_OBJECTIF 1_: D'après le texte sur le RCEP, sur combien d'années certains droits de douane seront-ils réduits progressivement ?
_OBJECTIF 2_: Indiquez combien de lignes des enregistrements ci-dessous contiennent le mot « cloud ». Donnez uniquement le nombre.

_EXTRAIT DU TEXTE_:
* * * *
90 % des droits de douane éliminés
L'accord englobe plusieurs domaines de coopération, les concessions tarifaires constituant un principe central. Il éliminera 90 % des droits de douane au sein du bloc, et ces concessions sont essentielles pour comprendre les premiers effets du RCEP sur le commerce, tant à l'intérieur qu'à l'extérieur du bloc.
Dans le cadre de l’accord, la libéralisation des échanges verra des réductions tarifaires progressives. Alors que de nombreux droits de douane seront abolis immédiatement, d'autres seront réduits progressivement sur 20 ans.
Les droits de douane qui resteront en vigueur seront principalement limités à des produits spécifiques dans des secteurs stratégiques, tels que l'agriculture et l'industrie automobile, dans lesquels de nombreux membres du RCEP ont choisi de ne pas respecter les engagements de libéralisation des échanges.
Une aubaine pour les exportations intrarégionales
Les échanges entre les 15 économies du bloc représentaient déjà environ 2 300 milliards de dollars en 2019. L'analyse de la CNUCED montre que les concessions tarifaires de l'accord pourraient encore stimuler les exportations au sein de la nouvelle alliance de près de 2 %, soit environ 42 milliards de dollars.
Cela résulterait de la création de nouveaux échanges - car la baisse des droits de douane stimulerait le commerce entre les membres de près de 17 milliards de dollars - et de la réorientation de ceux-ci : En effet la baisse des droits de douane au sein du RCEP réorienterait des échanges évalués à près de 25 milliards de dollars des non-membres vers les membres.
Des avantages inégaux entre les membres
Le rapport souligne que les membres du RCEP devraient bénéficier de l'accord à des degrés divers.
Les concessions tarifaires devraient produire des effets commerciaux plus importants pour les plus grandes économies du bloc, non pas en raison des asymétries de négociation, mais en grande partie à cause des droits de douane déjà faibles entre de nombreux autres membres du RCEP.
* * * *
Enregistrements du jeu de données de pointage
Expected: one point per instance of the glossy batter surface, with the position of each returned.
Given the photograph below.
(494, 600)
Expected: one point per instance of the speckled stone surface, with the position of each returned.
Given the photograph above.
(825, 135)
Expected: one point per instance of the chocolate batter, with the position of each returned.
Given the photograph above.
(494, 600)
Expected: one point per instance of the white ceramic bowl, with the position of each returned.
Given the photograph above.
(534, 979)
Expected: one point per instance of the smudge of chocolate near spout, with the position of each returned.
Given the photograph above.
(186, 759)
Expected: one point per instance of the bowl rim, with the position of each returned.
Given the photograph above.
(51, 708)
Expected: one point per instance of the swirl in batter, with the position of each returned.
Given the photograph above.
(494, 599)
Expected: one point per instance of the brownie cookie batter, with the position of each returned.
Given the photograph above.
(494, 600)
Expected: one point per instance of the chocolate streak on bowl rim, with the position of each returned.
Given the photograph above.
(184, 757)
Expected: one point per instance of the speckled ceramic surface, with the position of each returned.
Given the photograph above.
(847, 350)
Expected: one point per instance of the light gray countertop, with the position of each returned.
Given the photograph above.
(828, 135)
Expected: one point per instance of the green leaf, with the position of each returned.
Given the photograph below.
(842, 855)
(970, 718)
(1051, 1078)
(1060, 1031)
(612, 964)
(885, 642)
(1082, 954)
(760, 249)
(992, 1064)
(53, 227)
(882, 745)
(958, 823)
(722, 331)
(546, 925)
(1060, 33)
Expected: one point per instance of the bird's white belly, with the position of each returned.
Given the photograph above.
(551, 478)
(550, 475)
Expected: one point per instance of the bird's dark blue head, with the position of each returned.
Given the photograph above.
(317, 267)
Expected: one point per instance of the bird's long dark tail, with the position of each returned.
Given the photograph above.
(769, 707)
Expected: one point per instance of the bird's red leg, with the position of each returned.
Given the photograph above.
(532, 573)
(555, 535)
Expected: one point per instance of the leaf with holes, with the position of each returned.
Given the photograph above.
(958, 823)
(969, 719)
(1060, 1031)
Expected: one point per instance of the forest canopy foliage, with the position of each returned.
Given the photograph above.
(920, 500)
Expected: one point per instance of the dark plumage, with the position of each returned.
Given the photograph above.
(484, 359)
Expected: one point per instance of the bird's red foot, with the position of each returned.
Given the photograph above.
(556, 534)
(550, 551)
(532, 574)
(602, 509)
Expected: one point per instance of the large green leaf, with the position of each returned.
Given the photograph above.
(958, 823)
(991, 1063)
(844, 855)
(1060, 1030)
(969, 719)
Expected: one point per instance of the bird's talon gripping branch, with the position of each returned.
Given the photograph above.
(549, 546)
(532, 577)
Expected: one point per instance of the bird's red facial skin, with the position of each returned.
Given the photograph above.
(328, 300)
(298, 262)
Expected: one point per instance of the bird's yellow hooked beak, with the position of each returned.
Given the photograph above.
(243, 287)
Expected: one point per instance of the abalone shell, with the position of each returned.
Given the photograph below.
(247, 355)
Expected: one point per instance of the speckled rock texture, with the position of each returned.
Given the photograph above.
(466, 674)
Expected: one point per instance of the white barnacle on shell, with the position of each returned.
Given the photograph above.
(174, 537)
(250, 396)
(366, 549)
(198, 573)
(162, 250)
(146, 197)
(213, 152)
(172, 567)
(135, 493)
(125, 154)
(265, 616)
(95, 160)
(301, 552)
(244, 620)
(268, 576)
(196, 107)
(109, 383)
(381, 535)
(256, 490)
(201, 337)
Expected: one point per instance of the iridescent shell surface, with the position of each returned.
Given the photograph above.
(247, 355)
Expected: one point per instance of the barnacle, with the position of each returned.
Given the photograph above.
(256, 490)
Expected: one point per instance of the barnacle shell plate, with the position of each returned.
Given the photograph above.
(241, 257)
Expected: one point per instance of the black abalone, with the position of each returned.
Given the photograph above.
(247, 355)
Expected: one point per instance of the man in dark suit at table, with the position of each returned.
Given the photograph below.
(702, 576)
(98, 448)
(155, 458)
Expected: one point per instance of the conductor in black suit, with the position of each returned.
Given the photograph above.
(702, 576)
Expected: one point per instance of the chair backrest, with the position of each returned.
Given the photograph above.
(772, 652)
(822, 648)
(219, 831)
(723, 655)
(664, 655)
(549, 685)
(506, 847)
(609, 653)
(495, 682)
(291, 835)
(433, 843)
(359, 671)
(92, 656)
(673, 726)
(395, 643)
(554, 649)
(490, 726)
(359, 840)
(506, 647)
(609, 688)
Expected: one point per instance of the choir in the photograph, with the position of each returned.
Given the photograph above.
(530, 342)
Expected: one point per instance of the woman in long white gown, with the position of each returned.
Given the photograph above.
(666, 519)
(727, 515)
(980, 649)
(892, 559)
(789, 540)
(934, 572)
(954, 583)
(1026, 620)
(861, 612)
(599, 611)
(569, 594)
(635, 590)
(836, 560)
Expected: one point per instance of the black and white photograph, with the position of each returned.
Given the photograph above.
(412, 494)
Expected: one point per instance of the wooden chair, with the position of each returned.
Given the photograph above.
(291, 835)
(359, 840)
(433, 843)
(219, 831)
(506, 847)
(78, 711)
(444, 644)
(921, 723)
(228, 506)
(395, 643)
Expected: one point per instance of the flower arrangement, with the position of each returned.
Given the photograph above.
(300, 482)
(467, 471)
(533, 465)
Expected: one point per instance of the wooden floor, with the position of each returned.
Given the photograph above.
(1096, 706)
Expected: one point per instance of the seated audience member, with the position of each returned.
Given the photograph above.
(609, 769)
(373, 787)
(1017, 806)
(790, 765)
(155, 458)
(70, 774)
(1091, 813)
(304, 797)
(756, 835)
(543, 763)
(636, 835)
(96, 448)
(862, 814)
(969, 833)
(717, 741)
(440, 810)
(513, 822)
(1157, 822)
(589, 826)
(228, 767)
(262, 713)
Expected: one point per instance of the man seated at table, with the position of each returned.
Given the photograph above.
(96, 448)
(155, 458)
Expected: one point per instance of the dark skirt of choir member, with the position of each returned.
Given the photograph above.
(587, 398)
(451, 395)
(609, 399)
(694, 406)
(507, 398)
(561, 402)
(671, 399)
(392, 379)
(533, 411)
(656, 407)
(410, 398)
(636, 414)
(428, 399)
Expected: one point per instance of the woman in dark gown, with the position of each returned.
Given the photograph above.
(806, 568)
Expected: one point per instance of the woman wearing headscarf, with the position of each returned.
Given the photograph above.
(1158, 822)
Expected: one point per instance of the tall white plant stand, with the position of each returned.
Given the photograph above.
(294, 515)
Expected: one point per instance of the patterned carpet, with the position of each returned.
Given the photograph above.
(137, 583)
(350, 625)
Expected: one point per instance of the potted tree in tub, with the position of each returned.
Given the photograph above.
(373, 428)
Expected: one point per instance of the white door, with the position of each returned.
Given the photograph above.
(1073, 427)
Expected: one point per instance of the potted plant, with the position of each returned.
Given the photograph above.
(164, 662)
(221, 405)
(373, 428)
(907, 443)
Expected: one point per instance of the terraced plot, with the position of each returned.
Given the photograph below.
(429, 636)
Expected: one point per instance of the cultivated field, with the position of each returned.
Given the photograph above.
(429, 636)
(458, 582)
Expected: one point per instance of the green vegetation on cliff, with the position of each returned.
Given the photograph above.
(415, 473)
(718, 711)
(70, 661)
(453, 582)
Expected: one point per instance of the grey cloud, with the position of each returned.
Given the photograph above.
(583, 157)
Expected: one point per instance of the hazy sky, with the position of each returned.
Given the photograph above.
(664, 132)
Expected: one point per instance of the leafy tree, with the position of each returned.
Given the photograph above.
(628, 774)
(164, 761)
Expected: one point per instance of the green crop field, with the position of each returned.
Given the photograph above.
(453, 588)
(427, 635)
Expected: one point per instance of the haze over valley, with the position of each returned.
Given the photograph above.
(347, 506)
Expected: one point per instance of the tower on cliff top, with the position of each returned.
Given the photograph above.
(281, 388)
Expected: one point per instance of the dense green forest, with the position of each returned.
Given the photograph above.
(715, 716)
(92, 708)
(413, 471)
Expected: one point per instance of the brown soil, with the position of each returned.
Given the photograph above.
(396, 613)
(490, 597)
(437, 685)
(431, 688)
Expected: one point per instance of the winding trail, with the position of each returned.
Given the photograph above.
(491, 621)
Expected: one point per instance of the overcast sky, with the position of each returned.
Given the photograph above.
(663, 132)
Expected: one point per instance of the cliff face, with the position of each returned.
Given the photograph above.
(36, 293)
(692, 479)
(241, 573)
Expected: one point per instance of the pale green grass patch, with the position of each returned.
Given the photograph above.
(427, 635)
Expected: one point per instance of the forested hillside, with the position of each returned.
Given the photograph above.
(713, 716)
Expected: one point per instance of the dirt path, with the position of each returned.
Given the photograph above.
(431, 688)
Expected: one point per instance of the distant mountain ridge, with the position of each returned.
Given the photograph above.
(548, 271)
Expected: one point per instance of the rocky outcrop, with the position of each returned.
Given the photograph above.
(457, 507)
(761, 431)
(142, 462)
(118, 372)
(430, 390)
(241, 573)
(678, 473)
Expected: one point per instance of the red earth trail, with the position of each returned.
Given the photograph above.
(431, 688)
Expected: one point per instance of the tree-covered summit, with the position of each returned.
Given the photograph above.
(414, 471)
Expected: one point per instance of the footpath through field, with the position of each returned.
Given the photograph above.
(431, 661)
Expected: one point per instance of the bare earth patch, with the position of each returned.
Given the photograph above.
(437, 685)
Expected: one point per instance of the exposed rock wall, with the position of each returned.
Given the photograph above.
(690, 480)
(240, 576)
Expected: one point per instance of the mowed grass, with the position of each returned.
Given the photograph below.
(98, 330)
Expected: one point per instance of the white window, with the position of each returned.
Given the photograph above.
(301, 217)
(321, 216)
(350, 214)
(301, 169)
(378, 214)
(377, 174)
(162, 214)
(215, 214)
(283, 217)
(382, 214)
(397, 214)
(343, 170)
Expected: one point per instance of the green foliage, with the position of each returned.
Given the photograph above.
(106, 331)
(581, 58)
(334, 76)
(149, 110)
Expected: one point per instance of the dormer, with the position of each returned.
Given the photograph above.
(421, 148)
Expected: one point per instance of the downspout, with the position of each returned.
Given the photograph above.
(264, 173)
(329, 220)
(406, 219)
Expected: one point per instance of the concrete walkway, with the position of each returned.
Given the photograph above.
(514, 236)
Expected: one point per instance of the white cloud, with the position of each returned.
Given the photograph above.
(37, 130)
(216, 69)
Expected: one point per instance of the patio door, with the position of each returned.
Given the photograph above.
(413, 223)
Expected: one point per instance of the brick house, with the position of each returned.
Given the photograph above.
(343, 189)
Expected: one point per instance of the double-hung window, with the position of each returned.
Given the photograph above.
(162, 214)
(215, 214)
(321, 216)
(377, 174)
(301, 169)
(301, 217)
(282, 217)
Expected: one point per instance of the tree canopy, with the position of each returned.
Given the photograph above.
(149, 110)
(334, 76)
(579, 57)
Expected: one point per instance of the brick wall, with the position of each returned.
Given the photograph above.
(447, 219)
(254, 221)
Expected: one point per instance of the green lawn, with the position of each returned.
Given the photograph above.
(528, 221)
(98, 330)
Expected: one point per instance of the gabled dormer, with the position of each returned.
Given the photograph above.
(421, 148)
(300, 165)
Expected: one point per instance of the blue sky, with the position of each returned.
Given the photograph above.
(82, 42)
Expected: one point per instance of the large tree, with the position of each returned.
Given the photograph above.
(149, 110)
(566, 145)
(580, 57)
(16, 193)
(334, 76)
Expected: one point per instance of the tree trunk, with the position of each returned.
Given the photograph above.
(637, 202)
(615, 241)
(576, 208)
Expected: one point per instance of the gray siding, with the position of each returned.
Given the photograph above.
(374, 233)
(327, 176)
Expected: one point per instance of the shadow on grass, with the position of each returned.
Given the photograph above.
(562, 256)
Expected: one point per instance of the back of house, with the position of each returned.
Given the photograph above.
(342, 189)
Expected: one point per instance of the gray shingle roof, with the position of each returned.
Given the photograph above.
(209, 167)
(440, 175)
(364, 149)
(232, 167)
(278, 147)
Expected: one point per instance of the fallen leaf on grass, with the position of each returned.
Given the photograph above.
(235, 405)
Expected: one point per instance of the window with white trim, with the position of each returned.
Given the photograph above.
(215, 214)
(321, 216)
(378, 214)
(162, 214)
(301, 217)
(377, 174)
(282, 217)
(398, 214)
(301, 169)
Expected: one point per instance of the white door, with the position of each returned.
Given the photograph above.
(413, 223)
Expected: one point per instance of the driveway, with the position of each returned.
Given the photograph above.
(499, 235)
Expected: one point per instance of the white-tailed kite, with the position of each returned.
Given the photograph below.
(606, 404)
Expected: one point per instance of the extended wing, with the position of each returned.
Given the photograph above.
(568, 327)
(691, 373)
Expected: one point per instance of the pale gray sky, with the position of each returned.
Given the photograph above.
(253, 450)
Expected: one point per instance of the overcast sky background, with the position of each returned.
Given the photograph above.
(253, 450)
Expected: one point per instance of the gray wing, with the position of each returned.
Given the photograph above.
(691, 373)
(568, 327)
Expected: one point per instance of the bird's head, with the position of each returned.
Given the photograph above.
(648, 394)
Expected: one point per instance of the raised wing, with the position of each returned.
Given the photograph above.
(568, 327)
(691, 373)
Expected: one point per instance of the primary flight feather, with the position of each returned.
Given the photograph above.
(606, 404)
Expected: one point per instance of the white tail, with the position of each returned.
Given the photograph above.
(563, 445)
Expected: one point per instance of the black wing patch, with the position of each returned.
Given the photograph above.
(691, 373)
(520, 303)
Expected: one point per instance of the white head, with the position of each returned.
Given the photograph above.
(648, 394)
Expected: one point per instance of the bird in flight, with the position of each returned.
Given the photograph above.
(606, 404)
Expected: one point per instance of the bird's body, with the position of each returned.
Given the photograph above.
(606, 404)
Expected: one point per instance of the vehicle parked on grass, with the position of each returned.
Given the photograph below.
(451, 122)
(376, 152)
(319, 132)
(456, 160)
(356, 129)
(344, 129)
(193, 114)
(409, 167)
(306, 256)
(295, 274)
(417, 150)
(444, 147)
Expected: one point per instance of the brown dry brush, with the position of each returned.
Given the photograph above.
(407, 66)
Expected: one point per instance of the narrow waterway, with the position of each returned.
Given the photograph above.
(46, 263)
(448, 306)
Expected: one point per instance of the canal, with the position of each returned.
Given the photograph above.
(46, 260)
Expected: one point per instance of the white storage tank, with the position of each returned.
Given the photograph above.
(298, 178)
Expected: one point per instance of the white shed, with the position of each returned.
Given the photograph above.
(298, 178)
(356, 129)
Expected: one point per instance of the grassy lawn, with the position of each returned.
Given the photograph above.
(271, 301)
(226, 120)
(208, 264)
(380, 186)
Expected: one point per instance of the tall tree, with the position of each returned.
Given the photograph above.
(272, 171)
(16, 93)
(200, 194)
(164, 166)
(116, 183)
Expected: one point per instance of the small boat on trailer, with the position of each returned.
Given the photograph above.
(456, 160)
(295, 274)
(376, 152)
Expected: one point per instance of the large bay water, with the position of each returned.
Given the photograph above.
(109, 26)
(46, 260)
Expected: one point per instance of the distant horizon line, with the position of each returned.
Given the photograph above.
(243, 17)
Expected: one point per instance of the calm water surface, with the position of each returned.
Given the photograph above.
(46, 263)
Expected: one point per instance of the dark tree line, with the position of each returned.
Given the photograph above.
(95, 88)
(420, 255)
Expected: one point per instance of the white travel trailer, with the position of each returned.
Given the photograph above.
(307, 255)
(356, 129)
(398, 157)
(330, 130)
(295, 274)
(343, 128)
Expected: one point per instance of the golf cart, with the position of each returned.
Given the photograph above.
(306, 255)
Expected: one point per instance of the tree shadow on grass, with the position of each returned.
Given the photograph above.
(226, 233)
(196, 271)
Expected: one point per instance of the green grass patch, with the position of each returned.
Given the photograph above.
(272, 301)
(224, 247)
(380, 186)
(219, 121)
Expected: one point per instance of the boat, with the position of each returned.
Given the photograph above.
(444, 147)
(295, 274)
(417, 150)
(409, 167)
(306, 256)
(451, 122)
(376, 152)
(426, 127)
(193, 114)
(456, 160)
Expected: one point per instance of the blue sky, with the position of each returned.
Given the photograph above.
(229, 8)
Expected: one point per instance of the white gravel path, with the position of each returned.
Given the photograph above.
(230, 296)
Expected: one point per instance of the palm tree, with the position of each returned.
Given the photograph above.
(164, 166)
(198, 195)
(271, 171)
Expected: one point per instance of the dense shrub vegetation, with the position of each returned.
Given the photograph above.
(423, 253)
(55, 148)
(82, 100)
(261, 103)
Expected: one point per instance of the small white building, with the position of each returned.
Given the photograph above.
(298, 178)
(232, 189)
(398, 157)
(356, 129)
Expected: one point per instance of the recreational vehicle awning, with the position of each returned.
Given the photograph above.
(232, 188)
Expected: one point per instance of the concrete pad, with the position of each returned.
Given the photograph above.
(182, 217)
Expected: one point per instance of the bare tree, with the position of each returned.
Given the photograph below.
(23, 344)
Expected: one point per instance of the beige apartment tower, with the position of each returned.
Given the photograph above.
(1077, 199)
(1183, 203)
* * * *
_BONNE RÉPONSE 1_: Sur 20 ans.

_BONNE RÉPONSE 2_: 2